Exercice court A
Dans l'article sur l'Autriche invitée d'honneur de la FIAC 1998, quels noms propres suivent les mots « du pays de » ?
Exercice court B
Poursuivez l'article sur l'Autriche invitée d'honneur de la FIAC 1998 à partir de sa dernière phrase.

Extrait de page
FIAC 1998

L‘Autriche au tableau d‘honneur

Par Philippe Piguet · L'ŒIL

Le 1 octobre 1998 - 1223 mots

Depuis 1987, la FIAC, forte de sa dimension internationale, choisit de mettre chaque année un pays à l‘honneur. Cet automne, l‘Autriche est son invitée de marque. Pleins feux sur les structures et les artistes contemporains du pays de Schiele, Schönberg, Musil et Freud.

C‘était en 1997, à la dernière Biennale de Venise. Le pavillon de l‘Autriche était tout entier envahi par une immense montagne de catalogues et un panneau invitait le visiteur à se servir gratuitement. Pour le moins étonné, celui-ci ne se le laissait pas répéter deux fois et repartait tout fier, un véritable pavé sous le bras : pas moins de deux ou trois kilos de textes et d‘images sur l‘un des plus importants mouvements artistiques autrichiens du XXe siècle, Die Wiener Gruppe. Aurait-il voulu créer un événement, Peter Weibel, le commissaire du pavillon, ne s‘y serait pas pris autrement. Dans Venise, son catalogue devint très vite l‘un des signes de reconnaissance des biennalistes.
Quelque 84 000 km2, près de 8 000 000 d‘habitants, l‘Autriche qui compte depuis janvier 1995 parmi les états membres de l‘Union européenne est une république parlementaire constituée de neuf États confédérés, les Bundesländer. Inscrite au cœur même de l‘Europe, elle a connu au cours de son histoire toutes sortes de vicissitudes qui ont forgé sa personnalité. Sur le plan artistique, elle s‘est notamment appliquée, au sein du phénomène sécessionniste, à opérer une synthèse entre tous les arts en quête d‘un concept nouveau, celui d‘œuvre d‘art totale. L‘essentiel de ce qui anime l‘histoire de l‘art contemporain autrichien est fort de cette tradition, des Actionnistes viennois des années soixante jusqu‘à l‘actualité la plus récente.

[Entrées sur la localisation d'objets nommés]
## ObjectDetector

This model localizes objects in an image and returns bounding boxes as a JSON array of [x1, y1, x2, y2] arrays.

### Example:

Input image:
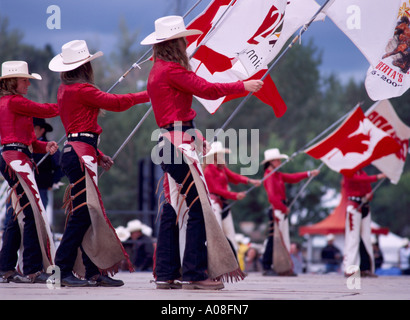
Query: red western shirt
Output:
[[204, 164, 249, 200], [0, 95, 58, 153], [343, 170, 377, 197], [263, 169, 308, 212], [57, 83, 149, 134], [147, 59, 245, 127]]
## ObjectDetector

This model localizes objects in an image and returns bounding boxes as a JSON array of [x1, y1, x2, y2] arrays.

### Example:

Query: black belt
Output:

Réponse finale A
Schiele, Schönberg, Musil et Freud.

Réponse finale B
À l‘instar de nombreux autres pays européens, les années quatre-vingt ont été pour l‘Autriche celles d‘un formidable « boom culturel », notamment sur le plan artistique. Tout en respectant le principe fédéral de la « responsabilité ministérielle », la politique culturelle de l‘État s‘est manifestée par l‘augmentation des moyens budgétaires, par une réforme des musées fédéraux, par la création de nouvelles structures institutionnelles, par une politique d‘encouragement au sponsoring et par un effort de promotion de l‘art autrichien à l‘étranger. Parallèlement, les galeries qui se sont littéralement professionnalisées ont connu un certain essor, contribuant pour une grande part à la diffusion de l‘information.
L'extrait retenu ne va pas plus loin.